Data extract:
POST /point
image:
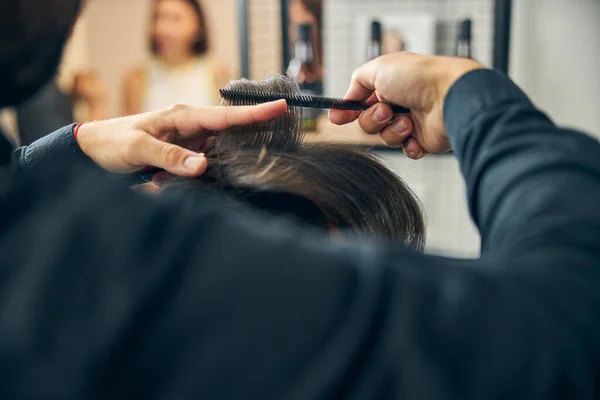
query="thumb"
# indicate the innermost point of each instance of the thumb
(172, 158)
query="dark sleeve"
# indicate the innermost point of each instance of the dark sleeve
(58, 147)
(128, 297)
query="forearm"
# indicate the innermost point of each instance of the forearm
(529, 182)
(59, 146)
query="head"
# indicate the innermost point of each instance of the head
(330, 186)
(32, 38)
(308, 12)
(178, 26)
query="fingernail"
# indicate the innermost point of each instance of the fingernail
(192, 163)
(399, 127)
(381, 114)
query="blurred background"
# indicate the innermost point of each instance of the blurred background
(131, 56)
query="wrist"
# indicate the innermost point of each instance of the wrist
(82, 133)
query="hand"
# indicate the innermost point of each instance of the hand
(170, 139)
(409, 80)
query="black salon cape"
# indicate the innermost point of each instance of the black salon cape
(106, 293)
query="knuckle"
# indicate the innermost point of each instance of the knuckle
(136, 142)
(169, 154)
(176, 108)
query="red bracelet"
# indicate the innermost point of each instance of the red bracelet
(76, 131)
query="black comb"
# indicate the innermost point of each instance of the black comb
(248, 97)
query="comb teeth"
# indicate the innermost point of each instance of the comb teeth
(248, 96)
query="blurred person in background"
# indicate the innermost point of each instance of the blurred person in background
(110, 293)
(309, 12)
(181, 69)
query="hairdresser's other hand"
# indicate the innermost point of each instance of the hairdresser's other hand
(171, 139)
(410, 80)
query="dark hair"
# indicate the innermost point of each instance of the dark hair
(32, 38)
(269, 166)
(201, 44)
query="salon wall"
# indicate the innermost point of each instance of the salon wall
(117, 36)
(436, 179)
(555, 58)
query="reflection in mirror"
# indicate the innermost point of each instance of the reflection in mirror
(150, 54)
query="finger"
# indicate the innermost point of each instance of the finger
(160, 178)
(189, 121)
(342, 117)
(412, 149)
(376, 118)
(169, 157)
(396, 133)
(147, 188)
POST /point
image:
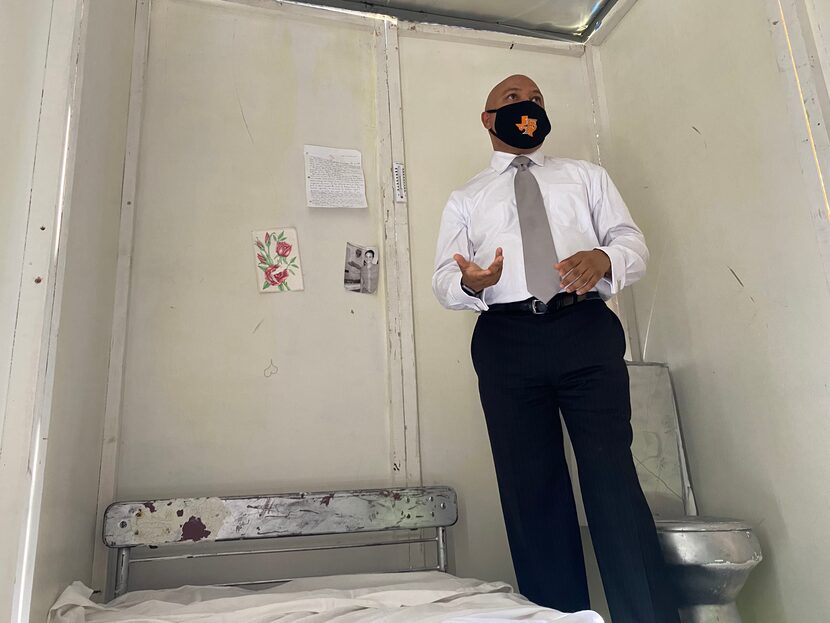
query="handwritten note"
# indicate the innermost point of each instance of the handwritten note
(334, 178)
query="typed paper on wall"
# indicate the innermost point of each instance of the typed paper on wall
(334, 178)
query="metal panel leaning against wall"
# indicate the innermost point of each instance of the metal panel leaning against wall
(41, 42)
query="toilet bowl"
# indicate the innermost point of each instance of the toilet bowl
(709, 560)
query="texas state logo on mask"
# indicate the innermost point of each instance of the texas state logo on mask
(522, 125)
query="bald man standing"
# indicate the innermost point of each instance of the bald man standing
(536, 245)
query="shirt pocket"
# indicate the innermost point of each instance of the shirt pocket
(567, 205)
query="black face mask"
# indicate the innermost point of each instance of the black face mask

---

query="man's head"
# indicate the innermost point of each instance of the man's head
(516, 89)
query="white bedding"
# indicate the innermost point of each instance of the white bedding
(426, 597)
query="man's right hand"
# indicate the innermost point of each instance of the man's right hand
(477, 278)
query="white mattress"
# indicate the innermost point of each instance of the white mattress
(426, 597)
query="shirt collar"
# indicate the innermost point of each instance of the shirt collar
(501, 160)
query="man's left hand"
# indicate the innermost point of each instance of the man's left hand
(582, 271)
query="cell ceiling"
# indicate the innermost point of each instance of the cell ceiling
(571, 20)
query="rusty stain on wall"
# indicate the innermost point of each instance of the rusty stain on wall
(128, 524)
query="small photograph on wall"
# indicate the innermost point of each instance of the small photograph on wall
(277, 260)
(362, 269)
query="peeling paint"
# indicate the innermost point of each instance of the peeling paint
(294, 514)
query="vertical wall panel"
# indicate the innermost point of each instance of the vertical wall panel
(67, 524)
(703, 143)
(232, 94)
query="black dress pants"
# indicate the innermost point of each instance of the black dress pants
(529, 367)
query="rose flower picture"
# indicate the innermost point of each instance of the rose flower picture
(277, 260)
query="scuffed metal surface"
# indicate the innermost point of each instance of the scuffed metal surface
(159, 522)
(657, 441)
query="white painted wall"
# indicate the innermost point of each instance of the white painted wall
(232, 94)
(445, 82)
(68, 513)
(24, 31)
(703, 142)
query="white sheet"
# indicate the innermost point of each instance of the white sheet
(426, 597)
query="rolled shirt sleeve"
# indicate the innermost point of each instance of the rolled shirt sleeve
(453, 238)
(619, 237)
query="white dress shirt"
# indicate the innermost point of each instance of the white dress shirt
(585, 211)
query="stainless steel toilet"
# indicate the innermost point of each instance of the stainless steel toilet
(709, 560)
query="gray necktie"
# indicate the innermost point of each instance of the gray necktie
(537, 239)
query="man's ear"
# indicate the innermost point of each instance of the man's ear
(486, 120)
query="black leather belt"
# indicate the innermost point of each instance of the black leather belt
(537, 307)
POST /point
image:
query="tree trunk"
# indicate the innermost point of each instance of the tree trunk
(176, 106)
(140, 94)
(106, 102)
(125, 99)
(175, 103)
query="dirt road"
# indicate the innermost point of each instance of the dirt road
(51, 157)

* * *

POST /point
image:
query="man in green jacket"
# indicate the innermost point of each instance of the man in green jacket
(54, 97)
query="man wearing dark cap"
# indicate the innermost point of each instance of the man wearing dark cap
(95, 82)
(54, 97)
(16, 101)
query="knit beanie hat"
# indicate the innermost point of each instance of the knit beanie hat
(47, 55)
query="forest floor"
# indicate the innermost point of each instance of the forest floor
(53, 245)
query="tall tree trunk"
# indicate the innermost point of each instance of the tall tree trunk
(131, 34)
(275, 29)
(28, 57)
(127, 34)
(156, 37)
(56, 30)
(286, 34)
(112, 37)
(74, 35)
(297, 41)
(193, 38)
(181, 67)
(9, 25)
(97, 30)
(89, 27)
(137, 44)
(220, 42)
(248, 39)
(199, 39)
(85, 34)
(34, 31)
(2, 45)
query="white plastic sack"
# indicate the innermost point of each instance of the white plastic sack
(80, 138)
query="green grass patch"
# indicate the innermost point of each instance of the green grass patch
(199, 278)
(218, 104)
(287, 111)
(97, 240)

Problem to work on: How many lines in the data above contain the word "wrist"? Reply with only the number.

Output: 2